▶ [EXCERPT]

If the exemption is granted, the restrictions of section 406(a)(1)(A) through (D) and the sanctions resulting from the application of section 4975 of the Code by reason of section 4975(c)(1)(A) through (D), shall not apply, for the period beginning January 1, 2008 through the date of the publication of this proposed exemption in the Federal Register, to a transaction between a party in interest with respect to the Former U.S. Steel Related Plans, as defined in Section IV(e), below, and the Investment Fund, as defined in Section IV(l), below, provided that UCF has discretionary authority or control with respect to the plan assets involved in the transaction, and the following conditions are satisfied:

(a) Each of the conditions contained in paragraphs (a) through (l) of Section I are met; and

(b) With respect to the exemption audit and written report by the independent auditor described in Section I(j), the independent auditor must complete each such exemption audit and must issue such written report to the administrators, or other appropriate fiduciary of the Former U.S. Steel Related Plans within six (6) months following the end of the year to which each such exemption audit and report relates.

▶ [GIVEN INFORMATION]
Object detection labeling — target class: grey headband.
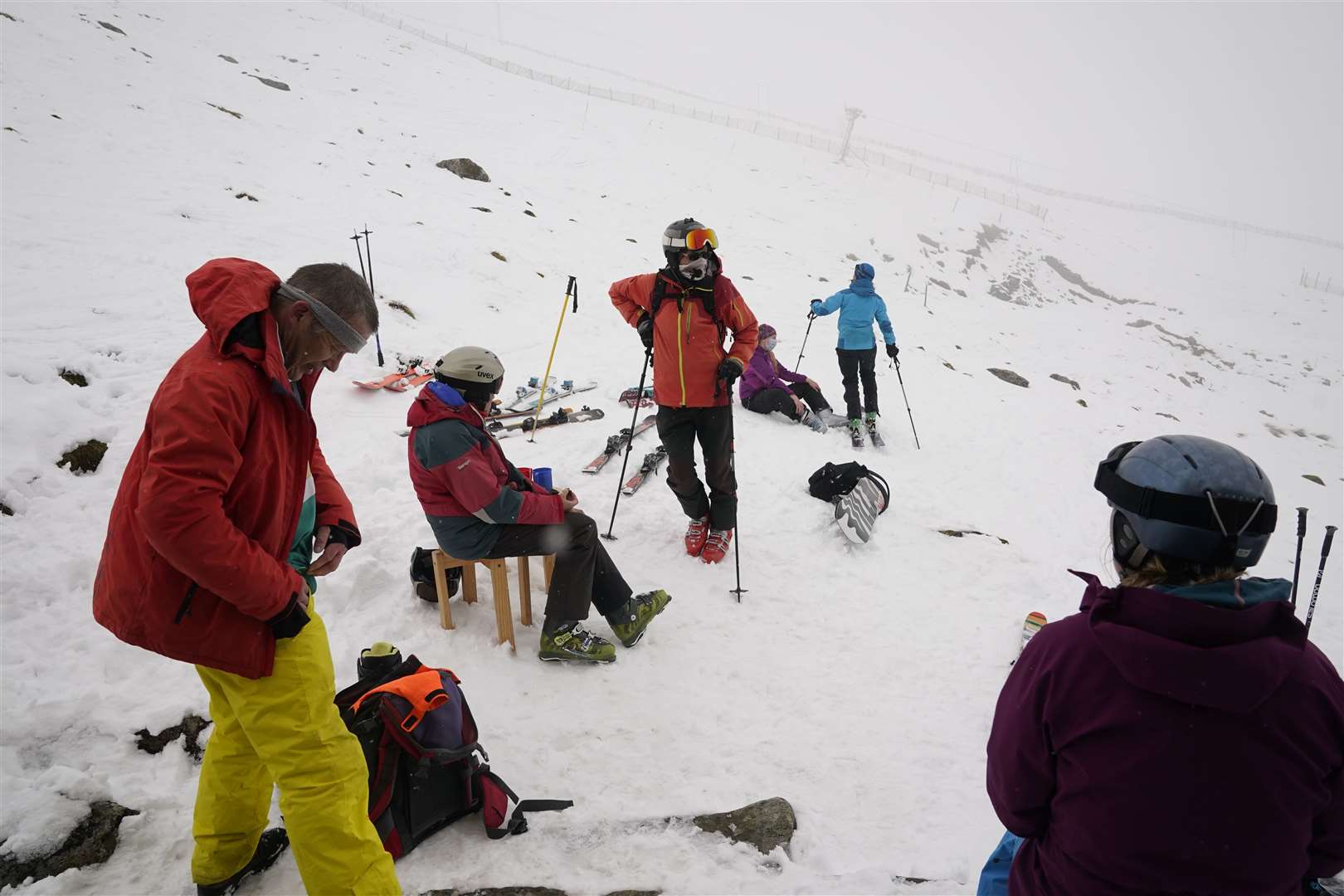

▶ [DIRECTIVES]
#1 Answer these questions about the exemption text, one line each:
(a) On what date does the exemption period begin?
(b) Which section defines the Investment Fund?
(c) Within how many months after the end of the relevant year must the independent auditor issue the written report?
#2 Which references in the exemption text begin with the capitalized word "Section"? List every one.

▶ [REPLIES]
#1
(a) January 1, 2008
(b) Section IV(l)
(c) Six (6) months

#2
- Section IV(e)
- Section IV(l)
- Section I (paragraphs (a) through (l))
- Section I(j)